Collection entries:
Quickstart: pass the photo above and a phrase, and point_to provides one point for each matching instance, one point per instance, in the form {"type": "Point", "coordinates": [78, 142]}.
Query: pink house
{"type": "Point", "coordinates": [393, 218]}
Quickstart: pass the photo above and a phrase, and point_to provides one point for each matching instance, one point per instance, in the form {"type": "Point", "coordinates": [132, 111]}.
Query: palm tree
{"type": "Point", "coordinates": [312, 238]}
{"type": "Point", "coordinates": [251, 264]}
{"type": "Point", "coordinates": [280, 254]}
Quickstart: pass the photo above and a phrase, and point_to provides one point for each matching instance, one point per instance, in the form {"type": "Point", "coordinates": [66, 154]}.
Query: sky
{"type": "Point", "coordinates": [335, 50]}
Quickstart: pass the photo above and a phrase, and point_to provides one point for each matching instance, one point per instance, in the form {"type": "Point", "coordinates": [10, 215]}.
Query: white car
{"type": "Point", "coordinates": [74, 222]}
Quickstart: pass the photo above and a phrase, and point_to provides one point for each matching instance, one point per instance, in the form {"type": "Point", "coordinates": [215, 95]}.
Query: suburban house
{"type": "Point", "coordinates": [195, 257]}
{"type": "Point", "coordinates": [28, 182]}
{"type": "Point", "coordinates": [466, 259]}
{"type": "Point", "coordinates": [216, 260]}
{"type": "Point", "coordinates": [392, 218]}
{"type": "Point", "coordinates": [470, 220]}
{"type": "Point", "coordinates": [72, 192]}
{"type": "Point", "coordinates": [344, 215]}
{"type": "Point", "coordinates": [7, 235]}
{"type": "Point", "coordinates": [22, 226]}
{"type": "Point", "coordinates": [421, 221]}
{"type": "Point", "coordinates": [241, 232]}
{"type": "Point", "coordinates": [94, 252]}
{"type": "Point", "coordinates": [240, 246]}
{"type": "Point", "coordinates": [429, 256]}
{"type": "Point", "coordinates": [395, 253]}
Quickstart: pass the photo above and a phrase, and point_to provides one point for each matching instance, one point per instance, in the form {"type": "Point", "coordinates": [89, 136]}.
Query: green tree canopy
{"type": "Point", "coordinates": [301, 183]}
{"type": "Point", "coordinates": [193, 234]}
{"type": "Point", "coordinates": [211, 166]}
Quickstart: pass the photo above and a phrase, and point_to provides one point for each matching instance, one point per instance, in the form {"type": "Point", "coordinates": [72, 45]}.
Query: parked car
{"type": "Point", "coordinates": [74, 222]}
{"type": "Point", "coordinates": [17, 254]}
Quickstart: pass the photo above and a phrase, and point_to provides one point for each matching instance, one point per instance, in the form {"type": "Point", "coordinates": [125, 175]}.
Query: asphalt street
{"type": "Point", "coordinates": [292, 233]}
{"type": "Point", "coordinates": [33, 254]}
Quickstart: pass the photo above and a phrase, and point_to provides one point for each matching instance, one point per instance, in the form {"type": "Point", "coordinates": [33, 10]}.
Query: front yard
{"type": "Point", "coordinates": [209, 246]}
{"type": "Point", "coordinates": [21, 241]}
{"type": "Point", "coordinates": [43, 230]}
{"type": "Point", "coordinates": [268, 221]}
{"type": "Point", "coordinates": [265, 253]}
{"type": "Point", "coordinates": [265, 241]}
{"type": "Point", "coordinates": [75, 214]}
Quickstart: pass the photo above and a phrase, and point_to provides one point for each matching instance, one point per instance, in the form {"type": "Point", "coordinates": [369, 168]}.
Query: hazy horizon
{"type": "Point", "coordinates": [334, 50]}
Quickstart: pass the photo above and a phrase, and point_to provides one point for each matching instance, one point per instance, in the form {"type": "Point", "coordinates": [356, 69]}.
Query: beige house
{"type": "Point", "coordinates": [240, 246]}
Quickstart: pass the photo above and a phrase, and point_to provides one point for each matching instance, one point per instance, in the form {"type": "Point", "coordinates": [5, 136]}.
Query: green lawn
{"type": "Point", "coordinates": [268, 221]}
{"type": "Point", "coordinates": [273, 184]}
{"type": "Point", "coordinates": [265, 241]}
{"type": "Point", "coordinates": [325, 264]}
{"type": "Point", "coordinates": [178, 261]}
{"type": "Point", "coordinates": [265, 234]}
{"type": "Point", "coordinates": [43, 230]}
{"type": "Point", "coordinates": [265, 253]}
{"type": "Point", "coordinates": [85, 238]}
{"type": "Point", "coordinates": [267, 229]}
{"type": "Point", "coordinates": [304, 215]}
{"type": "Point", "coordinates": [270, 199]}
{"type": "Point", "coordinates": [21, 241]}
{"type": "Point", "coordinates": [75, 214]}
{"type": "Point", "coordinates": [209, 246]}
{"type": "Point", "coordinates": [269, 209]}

• **SHORT TASK**
Each record must be repeated exactly as it is.

• **RESULT BELOW**
Quickstart: pass the photo above and a phrase, and point_to provides one point for each matching instance, one point per instance, in the form {"type": "Point", "coordinates": [78, 142]}.
Query: pink house
{"type": "Point", "coordinates": [393, 218]}
Quickstart: pass the photo above and a phrase, and point_to provides one point for each matching instance, one point per instance, in the form {"type": "Point", "coordinates": [132, 111]}.
Query: palm tree
{"type": "Point", "coordinates": [312, 238]}
{"type": "Point", "coordinates": [251, 264]}
{"type": "Point", "coordinates": [280, 254]}
Quickstart: pass the photo above and a phrase, and point_to provides one point for each matching instance, one point per instance, in the form {"type": "Point", "coordinates": [66, 154]}.
Query: sky
{"type": "Point", "coordinates": [335, 50]}
Quickstart: pass the photo above and a phrase, and point_to provides one point for each matching instance, one point per instance, in the form {"type": "Point", "coordinates": [10, 215]}.
Query: white car
{"type": "Point", "coordinates": [74, 222]}
Quickstart: pass the photo above and a phrase, and point_to provides one point for each matching instance, one point per instance, in the form {"type": "Point", "coordinates": [215, 95]}.
Query: suburban house
{"type": "Point", "coordinates": [195, 257]}
{"type": "Point", "coordinates": [28, 182]}
{"type": "Point", "coordinates": [466, 259]}
{"type": "Point", "coordinates": [216, 260]}
{"type": "Point", "coordinates": [392, 218]}
{"type": "Point", "coordinates": [470, 220]}
{"type": "Point", "coordinates": [72, 192]}
{"type": "Point", "coordinates": [344, 215]}
{"type": "Point", "coordinates": [7, 235]}
{"type": "Point", "coordinates": [22, 226]}
{"type": "Point", "coordinates": [421, 221]}
{"type": "Point", "coordinates": [241, 232]}
{"type": "Point", "coordinates": [94, 252]}
{"type": "Point", "coordinates": [240, 246]}
{"type": "Point", "coordinates": [429, 256]}
{"type": "Point", "coordinates": [395, 253]}
Quickstart: pass the photo above and a phrase, and point_to provides one point for each matching instance, one point per instance, in the form {"type": "Point", "coordinates": [89, 136]}.
Query: green tree canopy
{"type": "Point", "coordinates": [301, 183]}
{"type": "Point", "coordinates": [193, 234]}
{"type": "Point", "coordinates": [211, 166]}
Quickstart: pass the photo above and a phrase, and point_to provides one point for each matching instance, one point per instance, in the form {"type": "Point", "coordinates": [72, 45]}.
Query: parked car
{"type": "Point", "coordinates": [74, 222]}
{"type": "Point", "coordinates": [17, 254]}
Quickstart: pass the photo above and a phrase, and point_to provides one point for each matching instance, one point per instance, in the form {"type": "Point", "coordinates": [125, 175]}.
Query: asphalt street
{"type": "Point", "coordinates": [292, 233]}
{"type": "Point", "coordinates": [33, 254]}
Quickstart: pass the photo above and a phrase, and point_to provides one point for each matching instance, one point per instance, in the form {"type": "Point", "coordinates": [33, 10]}.
Query: front yard
{"type": "Point", "coordinates": [209, 246]}
{"type": "Point", "coordinates": [21, 241]}
{"type": "Point", "coordinates": [43, 230]}
{"type": "Point", "coordinates": [268, 221]}
{"type": "Point", "coordinates": [265, 253]}
{"type": "Point", "coordinates": [265, 241]}
{"type": "Point", "coordinates": [75, 214]}
Quickstart: pass the photo above and a phrase, and point_to provides one point for each matching instance, one point per instance, in the form {"type": "Point", "coordinates": [369, 168]}.
Query: hazy horizon
{"type": "Point", "coordinates": [334, 50]}
Quickstart: pass the photo above and a phrase, and point_to provides one point for each matching instance, one point per instance, in the form {"type": "Point", "coordinates": [356, 69]}.
Query: beige house
{"type": "Point", "coordinates": [240, 246]}
Quickstart: pass the photo above and a phrase, and point_to provides one point for each matching instance, one point per instance, in the form {"type": "Point", "coordinates": [5, 136]}.
Query: green lawn
{"type": "Point", "coordinates": [268, 221]}
{"type": "Point", "coordinates": [273, 184]}
{"type": "Point", "coordinates": [265, 241]}
{"type": "Point", "coordinates": [325, 264]}
{"type": "Point", "coordinates": [178, 261]}
{"type": "Point", "coordinates": [265, 234]}
{"type": "Point", "coordinates": [43, 230]}
{"type": "Point", "coordinates": [265, 253]}
{"type": "Point", "coordinates": [85, 238]}
{"type": "Point", "coordinates": [267, 229]}
{"type": "Point", "coordinates": [304, 215]}
{"type": "Point", "coordinates": [270, 199]}
{"type": "Point", "coordinates": [21, 241]}
{"type": "Point", "coordinates": [75, 214]}
{"type": "Point", "coordinates": [209, 246]}
{"type": "Point", "coordinates": [269, 209]}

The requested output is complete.